Exercise:
From the listing below, copy each line that contains the word "kindly".

Record extracts:
··········
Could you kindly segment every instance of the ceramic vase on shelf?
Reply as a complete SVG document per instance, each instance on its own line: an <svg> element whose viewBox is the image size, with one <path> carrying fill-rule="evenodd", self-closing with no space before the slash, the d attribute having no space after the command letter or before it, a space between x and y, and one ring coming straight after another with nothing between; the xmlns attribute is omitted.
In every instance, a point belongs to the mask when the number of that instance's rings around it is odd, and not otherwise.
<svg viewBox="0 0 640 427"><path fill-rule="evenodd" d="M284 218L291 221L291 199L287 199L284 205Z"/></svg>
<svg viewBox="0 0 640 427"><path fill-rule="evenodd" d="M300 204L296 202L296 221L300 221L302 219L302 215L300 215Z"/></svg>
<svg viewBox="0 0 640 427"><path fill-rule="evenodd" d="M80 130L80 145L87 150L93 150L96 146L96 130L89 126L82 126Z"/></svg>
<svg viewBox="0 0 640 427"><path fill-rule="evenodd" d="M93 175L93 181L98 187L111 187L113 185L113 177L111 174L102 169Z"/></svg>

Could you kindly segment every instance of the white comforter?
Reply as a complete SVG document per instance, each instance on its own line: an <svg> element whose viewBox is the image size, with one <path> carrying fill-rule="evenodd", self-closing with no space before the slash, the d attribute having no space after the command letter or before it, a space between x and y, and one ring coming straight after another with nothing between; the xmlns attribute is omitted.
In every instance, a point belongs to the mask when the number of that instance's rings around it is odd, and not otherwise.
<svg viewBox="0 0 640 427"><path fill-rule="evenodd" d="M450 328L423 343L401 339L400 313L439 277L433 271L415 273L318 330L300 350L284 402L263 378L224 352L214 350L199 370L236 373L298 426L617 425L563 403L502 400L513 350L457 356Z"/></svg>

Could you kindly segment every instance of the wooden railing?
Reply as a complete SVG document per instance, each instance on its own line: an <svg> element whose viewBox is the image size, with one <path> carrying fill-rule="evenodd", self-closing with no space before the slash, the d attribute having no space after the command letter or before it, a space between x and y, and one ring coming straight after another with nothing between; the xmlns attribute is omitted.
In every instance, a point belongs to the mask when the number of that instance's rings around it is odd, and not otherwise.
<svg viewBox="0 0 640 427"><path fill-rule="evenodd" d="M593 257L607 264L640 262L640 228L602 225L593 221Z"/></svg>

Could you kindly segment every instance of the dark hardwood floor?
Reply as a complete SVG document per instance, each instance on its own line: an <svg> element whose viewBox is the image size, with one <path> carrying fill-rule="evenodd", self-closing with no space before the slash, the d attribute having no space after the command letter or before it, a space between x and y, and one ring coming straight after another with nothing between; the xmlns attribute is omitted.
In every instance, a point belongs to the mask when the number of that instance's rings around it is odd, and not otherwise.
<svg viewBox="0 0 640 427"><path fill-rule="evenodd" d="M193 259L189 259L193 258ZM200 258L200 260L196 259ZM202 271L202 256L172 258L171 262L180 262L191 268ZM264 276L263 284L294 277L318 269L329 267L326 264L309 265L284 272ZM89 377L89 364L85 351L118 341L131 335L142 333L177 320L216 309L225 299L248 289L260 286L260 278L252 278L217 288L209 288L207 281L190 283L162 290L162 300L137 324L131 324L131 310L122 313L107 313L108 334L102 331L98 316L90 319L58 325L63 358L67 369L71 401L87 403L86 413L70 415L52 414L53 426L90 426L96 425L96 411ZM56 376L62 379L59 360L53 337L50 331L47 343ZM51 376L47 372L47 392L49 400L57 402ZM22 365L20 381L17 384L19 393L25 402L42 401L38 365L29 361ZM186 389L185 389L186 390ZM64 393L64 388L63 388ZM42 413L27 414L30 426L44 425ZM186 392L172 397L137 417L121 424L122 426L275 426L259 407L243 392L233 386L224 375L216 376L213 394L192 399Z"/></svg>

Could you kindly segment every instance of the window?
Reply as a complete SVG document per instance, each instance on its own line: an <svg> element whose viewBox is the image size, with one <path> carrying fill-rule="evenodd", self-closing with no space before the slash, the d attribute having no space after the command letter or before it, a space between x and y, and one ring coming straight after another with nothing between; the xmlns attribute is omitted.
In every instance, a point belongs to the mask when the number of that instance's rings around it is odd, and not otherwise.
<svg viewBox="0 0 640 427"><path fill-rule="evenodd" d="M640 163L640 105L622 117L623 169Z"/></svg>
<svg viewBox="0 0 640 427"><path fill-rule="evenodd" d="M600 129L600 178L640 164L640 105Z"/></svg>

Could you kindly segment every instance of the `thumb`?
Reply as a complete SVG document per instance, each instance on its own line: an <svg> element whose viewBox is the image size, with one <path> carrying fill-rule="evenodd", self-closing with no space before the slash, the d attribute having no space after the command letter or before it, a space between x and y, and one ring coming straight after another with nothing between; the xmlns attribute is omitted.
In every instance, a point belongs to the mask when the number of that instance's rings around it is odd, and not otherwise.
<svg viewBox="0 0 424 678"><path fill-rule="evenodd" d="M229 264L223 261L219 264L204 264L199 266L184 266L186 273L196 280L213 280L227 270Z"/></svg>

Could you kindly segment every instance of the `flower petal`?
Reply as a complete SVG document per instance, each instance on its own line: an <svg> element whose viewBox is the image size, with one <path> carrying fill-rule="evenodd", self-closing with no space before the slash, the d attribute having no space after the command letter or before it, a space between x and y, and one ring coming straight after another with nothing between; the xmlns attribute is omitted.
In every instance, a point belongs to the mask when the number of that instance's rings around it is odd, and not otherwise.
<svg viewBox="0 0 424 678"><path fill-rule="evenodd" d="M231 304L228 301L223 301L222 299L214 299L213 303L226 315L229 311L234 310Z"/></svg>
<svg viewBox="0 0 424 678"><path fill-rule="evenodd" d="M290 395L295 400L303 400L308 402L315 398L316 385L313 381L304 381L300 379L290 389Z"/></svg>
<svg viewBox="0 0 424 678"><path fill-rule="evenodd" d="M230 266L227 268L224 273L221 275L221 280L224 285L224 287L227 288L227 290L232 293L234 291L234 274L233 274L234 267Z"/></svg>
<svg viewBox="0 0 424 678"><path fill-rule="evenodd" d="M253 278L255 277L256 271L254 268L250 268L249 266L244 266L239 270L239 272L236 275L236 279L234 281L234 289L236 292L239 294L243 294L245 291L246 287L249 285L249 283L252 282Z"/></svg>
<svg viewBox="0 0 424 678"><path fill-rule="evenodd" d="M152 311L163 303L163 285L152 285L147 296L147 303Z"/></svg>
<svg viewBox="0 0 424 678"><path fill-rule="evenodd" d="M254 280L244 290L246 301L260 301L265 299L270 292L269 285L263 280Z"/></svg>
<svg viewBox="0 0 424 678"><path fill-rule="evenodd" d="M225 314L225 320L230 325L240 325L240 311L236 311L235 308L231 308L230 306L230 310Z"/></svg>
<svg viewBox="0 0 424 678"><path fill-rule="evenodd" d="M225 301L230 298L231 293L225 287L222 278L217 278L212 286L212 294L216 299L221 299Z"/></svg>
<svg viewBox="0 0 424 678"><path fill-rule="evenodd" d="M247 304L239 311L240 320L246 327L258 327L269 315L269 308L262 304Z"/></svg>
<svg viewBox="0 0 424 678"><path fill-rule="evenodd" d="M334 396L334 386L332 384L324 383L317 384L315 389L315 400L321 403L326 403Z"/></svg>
··········
Task solution:
Could you kindly segment every instance of the ceramic vase on shelf?
Could you kindly segment every instance of the white comforter?
Could you kindly segment every instance of the wooden railing?
Could you kindly segment every instance of the dark hardwood floor?
Could you kindly segment every instance of the window?
Could you kindly segment every instance of the `thumb`?
Could you kindly segment every instance of the `flower petal`?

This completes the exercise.